## GIVEN PASSAGE:
+ + +

My Memories of Phillies Baseball at Philadelphia's Veterans Stadium


“Meet me at the statue of the guy sliding into second.”  That’s what my friends and I often said to each other when we planned to take the subway down to Broad and Patterson to see a Phillies game.  The statue was right next to a ticket office, where we might sometimes splurge and ask for the best available seats.  Usually, however, we spent our time in the cheap seats in the upper deck.

Veterans Stadium opened in 1971; a multipurpose stadium that seated over 70,000 for baseball and football games.  Considered state of the art at the time, it boasted two electronic scoreboards that could make cartoonish faces to represent the players on the field, and incite the crowd to cheer after critical plays. AstroTurf served as the playing surface, following the trend of time.  The Vet also almost became a dome, as Philadelphia craved the honor of hosting a Super Bowl one day.

But Veterans Stadium was to be more than just merely the new steel and concrete home for the Phillies and Eagles.  It was meant to be an entertainment extravaganza!  Bill Giles, who eventually became the President and part-owner of the Phillies, was hired in 1970 to fill the seats in the cavernous stadium.  The Phillies hired Giles because of his success in Houston in putting together wildly entertaining promotions.  The Phillies hoped he could do the same for them.

+ + +

## DATA FOR REVIEW:

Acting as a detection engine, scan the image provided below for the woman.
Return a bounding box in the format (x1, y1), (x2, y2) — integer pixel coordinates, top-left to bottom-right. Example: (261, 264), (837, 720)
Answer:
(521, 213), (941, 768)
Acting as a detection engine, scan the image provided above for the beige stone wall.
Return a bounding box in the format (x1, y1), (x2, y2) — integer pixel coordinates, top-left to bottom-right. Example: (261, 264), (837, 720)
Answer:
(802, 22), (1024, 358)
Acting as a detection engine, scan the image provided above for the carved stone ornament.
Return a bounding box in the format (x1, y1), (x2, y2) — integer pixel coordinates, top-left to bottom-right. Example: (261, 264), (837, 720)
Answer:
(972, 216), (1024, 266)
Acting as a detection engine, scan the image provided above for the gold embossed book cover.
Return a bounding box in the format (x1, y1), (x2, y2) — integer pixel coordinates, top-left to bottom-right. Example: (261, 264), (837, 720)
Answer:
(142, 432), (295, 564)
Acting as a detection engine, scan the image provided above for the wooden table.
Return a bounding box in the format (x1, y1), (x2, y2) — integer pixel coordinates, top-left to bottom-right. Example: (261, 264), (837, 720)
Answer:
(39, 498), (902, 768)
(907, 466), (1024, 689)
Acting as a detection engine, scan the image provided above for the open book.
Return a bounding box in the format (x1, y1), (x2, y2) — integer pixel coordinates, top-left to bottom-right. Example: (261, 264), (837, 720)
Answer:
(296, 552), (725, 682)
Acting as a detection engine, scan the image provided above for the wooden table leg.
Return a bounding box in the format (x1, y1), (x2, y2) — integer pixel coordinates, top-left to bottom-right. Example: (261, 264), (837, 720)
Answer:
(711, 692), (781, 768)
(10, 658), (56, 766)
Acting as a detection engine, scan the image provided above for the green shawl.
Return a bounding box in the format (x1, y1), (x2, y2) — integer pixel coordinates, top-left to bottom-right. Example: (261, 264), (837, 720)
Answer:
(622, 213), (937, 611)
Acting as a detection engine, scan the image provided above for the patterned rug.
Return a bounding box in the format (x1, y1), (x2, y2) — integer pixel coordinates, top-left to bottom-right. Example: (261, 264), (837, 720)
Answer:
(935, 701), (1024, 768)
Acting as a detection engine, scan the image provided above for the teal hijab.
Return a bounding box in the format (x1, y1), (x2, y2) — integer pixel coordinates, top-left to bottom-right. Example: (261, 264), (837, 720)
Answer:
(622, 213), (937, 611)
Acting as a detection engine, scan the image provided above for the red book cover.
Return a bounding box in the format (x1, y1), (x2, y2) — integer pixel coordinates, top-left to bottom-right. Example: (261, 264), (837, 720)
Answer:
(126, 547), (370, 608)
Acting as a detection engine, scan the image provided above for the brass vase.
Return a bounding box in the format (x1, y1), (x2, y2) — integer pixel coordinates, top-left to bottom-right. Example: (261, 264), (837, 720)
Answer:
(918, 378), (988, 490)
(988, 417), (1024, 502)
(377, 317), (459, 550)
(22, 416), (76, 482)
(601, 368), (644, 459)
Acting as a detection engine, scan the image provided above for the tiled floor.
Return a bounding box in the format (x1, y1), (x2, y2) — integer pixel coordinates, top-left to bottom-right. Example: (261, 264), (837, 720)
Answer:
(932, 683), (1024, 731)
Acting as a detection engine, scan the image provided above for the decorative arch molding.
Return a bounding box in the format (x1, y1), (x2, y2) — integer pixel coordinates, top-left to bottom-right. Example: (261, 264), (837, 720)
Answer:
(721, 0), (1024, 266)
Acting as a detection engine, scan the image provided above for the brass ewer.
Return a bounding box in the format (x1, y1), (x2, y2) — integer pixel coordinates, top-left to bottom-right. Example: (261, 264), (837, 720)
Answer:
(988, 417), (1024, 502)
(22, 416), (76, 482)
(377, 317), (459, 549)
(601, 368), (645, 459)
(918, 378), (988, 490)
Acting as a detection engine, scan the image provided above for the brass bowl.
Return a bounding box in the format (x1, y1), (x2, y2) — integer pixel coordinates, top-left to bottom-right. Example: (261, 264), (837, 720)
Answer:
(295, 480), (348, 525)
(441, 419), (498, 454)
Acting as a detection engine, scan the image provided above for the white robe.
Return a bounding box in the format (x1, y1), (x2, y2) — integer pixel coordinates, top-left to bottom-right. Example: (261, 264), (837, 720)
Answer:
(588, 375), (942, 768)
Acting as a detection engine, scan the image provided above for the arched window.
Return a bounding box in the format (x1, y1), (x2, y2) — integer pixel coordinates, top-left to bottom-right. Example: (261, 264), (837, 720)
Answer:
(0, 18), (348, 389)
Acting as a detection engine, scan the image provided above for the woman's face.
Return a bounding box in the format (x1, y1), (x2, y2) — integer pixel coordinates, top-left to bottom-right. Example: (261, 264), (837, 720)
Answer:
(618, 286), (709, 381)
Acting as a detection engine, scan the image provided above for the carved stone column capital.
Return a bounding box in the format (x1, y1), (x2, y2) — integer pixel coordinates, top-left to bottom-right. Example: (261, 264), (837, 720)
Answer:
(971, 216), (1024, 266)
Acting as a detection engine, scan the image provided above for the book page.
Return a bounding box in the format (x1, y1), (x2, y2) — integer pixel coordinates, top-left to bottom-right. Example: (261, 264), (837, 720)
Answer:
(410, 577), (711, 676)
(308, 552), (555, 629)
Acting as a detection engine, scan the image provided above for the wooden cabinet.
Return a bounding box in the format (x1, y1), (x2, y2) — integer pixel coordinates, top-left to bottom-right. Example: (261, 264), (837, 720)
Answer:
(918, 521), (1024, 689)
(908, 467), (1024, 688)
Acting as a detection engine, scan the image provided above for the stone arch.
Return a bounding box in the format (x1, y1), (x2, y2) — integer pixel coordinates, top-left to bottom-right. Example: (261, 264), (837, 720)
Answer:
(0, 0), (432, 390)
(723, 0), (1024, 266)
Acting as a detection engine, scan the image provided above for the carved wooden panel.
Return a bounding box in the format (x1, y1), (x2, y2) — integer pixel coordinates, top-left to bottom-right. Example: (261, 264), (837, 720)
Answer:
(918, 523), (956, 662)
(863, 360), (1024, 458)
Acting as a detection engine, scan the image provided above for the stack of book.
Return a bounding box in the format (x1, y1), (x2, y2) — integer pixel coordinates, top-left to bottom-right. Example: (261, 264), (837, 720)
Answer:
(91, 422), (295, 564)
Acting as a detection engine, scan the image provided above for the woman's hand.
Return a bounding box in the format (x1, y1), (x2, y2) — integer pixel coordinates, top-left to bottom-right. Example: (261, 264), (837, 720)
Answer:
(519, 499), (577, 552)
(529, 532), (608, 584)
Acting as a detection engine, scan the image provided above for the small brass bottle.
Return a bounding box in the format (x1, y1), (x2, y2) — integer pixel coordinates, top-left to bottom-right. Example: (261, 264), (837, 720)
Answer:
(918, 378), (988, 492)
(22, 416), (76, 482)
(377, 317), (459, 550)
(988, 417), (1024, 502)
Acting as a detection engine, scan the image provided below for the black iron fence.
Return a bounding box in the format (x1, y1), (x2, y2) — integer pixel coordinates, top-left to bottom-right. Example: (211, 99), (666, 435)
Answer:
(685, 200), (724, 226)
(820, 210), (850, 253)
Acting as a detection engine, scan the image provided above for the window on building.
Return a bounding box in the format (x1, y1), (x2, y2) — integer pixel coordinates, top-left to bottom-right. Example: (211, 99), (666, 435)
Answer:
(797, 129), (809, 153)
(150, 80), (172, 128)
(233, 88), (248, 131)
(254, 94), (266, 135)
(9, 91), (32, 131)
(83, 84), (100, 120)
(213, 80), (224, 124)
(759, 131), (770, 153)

+ + +

## WHAT THIS TASK INVOLVES:
List every place name that appears in the passage about Veterans Stadium, including its title, with each place given once.

## EXERCISE ANSWER:
Philadelphia, Veterans Stadium, Broad and Patterson, Houston